■ Dataset extract ■
== == ==
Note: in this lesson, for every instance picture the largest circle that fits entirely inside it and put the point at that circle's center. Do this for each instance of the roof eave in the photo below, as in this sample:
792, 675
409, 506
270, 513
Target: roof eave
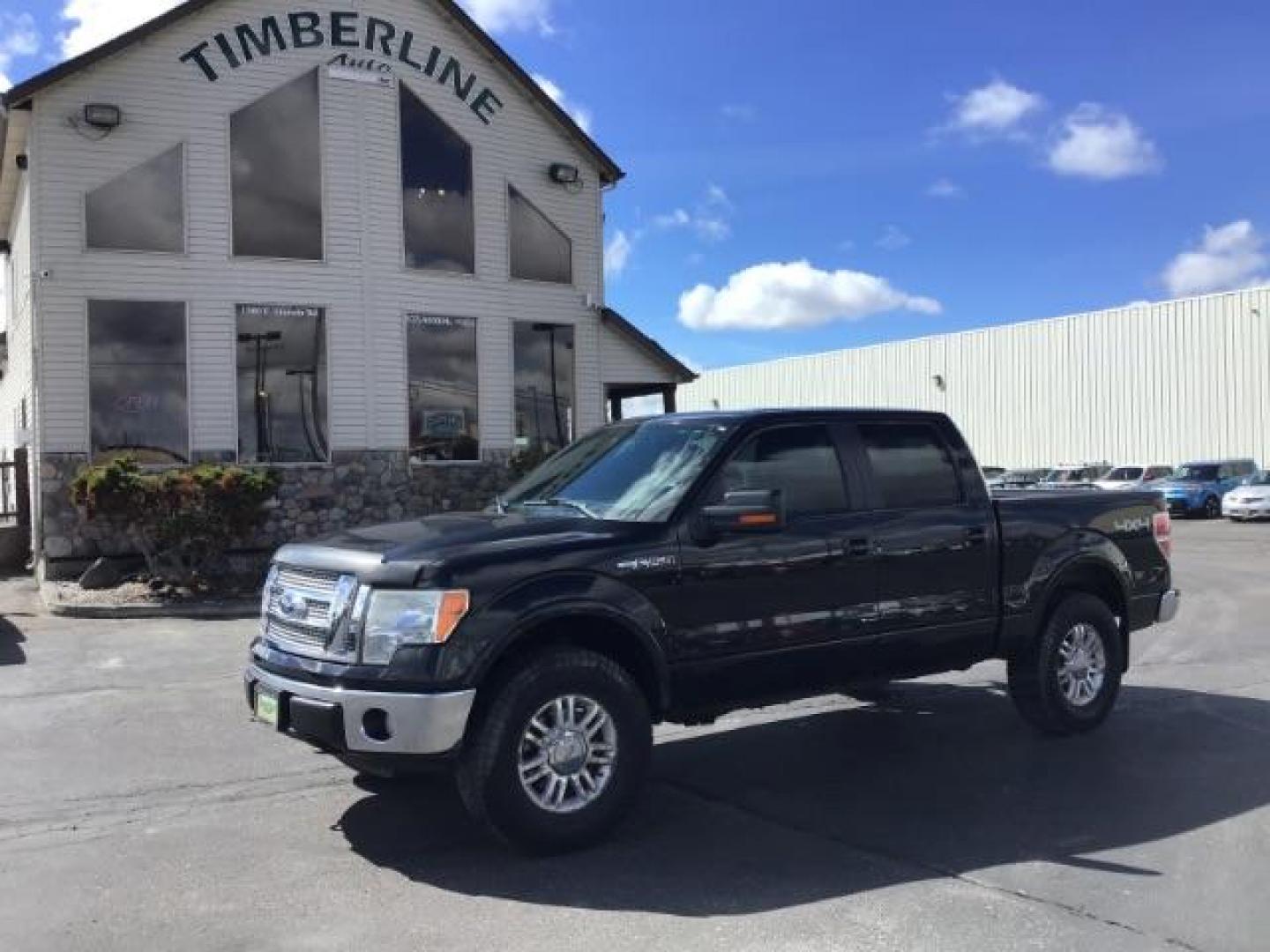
609, 173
== == ==
■ To do ■
Repeat all of the entries word for word, but omit the pictures.

■ Answer to the problem ■
Note: in this lesson, for every instance picture the largest circle that fits entirely inside it and put the point at that circle's center. Do this for each instance of the roof eave in the photo below, as in this sample:
792, 675
409, 506
270, 513
Target: roof eave
609, 173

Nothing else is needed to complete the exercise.